_Exercise text_.
= = = =

As the chief digital officer at Providence, Sara Vaezy is one of main change agents at the 52-hospital system, tasked to lead the organization’s digital transformation efforts.
It’s not easy.
“It’s very difficult to disrupt a massive system like ours,” Vaezy said. “The industry itself is difficult to disrupt from the inside. There are a lot of controls put into places for the right reasons…It’s easier said than done.”
Compounding this difficulty is the increased frequency of digital health initiatives popping up across multiple areas within a health system. With these challenges, experts say it’s necessary to have someone within an organization to act as the chief change agent. Denise Basow, chief digital officer at Ochsner Health, said her role is to help move along the change management needed for digital transformation.
“I really think it’s critical that there's somebody in the organization that is a champion and pushing that type of change and conveying that urgency to the organization,” Basow said. “Sometimes even when there’s a willingness to disrupt, there may not be an understanding of what’s in our tool chest to drive some of that change. That communication and advocacy is how I’ve been spending my time.”
In a survey of health system leaders from consulting firm Deloitte, leadership (80%) and management of implementation (68%) were pegged as the main drivers to successful digital transformation. The main barriers included culture (60%), communication ownership and transparency (48%).
Increasingly, transformation efforts are led in part by a chief digital officer, which has become a more common role within healthcare organizations. Basow was the first person to hold that role at Ochsner when she got hired in November 2021. Health systems such as Mayo Clinic, Kaiser Permanente, Bon Secours Mercy Health and Cleveland Clinic have all appointed their first-ever chief digital officers in the last couple of years.
Some organizations rely on a group of people to oversee change. Basow says that Ochsner has focus groups that include technical, clinical and operational personnel to onboard a digital health technology. At Mayo Clinic, Rita Khan, the chief digital officer, said that digital transformation efforts are led by different members of the C-suite, not just her role.
“We’re a complimentary organization,” she said at the Modern Healthcare/Digital Health Business & Technology Transformation Summit on May 17. “I’m not a big fan of shadow organizations. There is so much work to be done that’s needed to achieve a premium experience for our patients that we have to divide and conquer.”
Change comes from the top
Sometimes the chief change agent is the top executive within the organization.
At Jefferson Health in Philadelphia, former CEO, Dr. Stephen Klakso was the chief change agent for a lengthy period, said Dr. Bruce Meyer, president of Jefferson Health. Under Klasko’s watch, Jefferson Health partnered with a venture capital firm to invest in digital health companies, created an internal innovation team, launched a center for connected care and implemented a real-time data monitoring system across the enterprise. It also relied on telehealth across various clinical specialties during the earliest months of the pandemic.

= = = =

_Extracted information_.
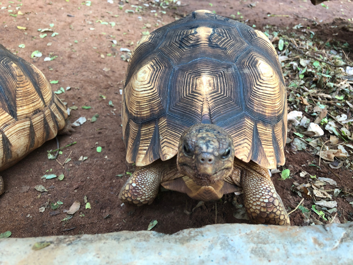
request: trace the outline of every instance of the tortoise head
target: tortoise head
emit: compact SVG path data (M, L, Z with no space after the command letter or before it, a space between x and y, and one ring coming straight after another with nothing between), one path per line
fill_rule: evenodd
M178 168L198 185L209 186L229 176L233 161L233 140L219 126L196 124L182 135Z

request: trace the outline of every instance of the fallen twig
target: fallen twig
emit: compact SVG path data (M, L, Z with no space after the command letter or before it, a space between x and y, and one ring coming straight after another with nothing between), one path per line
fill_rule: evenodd
M289 211L289 212L288 213L288 215L289 216L290 214L291 214L291 213L293 213L295 210L296 210L297 209L298 209L298 207L299 207L299 205L300 205L302 204L302 202L303 202L304 200L304 198L303 198L303 199L302 199L302 200L300 201L300 202L299 202L299 204L298 205L297 205L297 207L296 207L294 208L294 209L291 210L290 211Z

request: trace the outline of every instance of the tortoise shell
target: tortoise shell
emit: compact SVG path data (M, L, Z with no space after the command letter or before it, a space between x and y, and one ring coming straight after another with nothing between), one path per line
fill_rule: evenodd
M285 86L275 50L261 31L193 12L138 42L123 90L129 163L169 159L185 129L208 123L230 134L238 158L267 168L284 163Z
M0 170L54 138L67 117L43 73L0 44Z

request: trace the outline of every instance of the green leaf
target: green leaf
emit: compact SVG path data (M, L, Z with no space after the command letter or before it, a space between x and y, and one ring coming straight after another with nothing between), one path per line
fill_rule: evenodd
M54 179L56 177L56 175L55 174L50 174L50 175L44 175L43 176L42 176L40 178L41 179Z
M10 237L12 235L11 231L6 231L4 233L2 233L0 234L0 238L7 238Z
M56 157L55 157L55 155L51 154L51 153L48 153L48 159L50 160L54 160L56 158Z
M54 93L58 94L61 94L62 93L65 93L65 89L64 89L64 87L61 87L57 91L54 91Z
M158 222L157 222L157 220L152 220L151 222L150 223L149 225L148 225L148 227L147 228L147 230L150 231L151 229L153 228L155 226L156 226L156 225L158 224Z
M312 205L311 206L311 208L313 209L313 210L316 213L316 214L320 216L321 218L322 218L325 221L327 221L327 219L325 218L325 213L322 211L322 210L319 211L316 209L316 205Z
M281 173L281 178L279 179L280 180L284 180L289 177L289 175L290 173L290 171L287 169L285 169Z
M313 66L314 67L318 67L320 66L320 62L318 61L315 61L313 63Z
M310 211L310 210L309 210L309 209L307 209L305 207L302 205L299 205L298 206L298 209L301 210L302 213L303 214L304 213L309 213L309 211Z
M35 50L31 55L31 58L33 58L34 57L41 57L43 54L39 50Z
M33 250L39 250L50 246L50 243L48 242L37 242L37 243L34 243L33 246L32 247L32 249Z

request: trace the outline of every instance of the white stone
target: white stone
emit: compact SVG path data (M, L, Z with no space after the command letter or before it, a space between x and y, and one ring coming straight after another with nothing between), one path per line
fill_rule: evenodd
M314 132L315 133L314 136L321 136L324 135L324 130L321 129L321 127L318 124L311 122L308 126L308 132Z
M32 249L37 242L47 247ZM280 227L231 224L173 235L122 231L0 239L4 264L352 264L353 223ZM324 257L324 262L323 261Z
M294 124L295 126L297 126L300 124L300 121L303 116L302 112L292 111L289 112L287 115L287 121L291 122Z

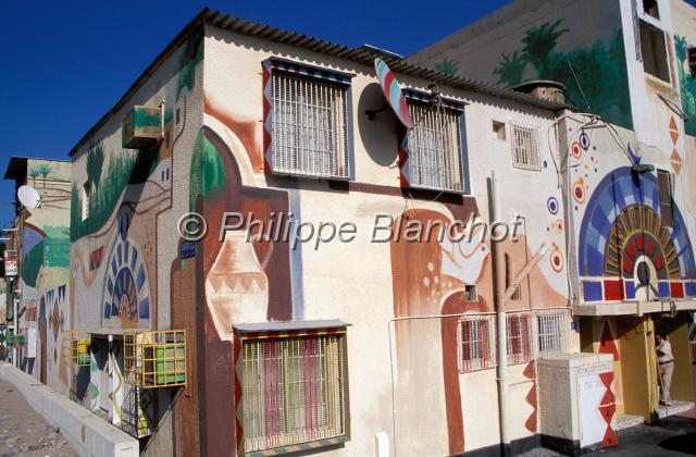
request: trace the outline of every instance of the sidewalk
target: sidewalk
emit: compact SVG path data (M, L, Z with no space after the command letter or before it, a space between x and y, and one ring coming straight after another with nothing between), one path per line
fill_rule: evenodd
M619 446L589 456L687 456L696 453L696 410L619 432Z
M26 402L14 385L0 380L0 456L73 457L77 454Z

= = = =

_Work request 1_. From the article on digital change in health systems, copy the stretch from "As the chief digital" through "It’s not easy." word for word.
_Work request 2_. Put this sentence from the article on digital change in health systems into Spanish: "Sometimes the chief change agent is the top executive within the organization."
_Work request 3_. According to the article on digital change in health systems, when was Denise Basow hired at Ochsner?

_Answer 1_.
As the chief digital officer at Providence, Sara Vaezy is one of main change agents at the 52-hospital system, tasked to lead the organization’s digital transformation efforts.
It’s not easy.

_Answer 2_. A veces, el principal agente de cambio es el máximo ejecutivo dentro de la organización.

_Answer 3_. In November 2021.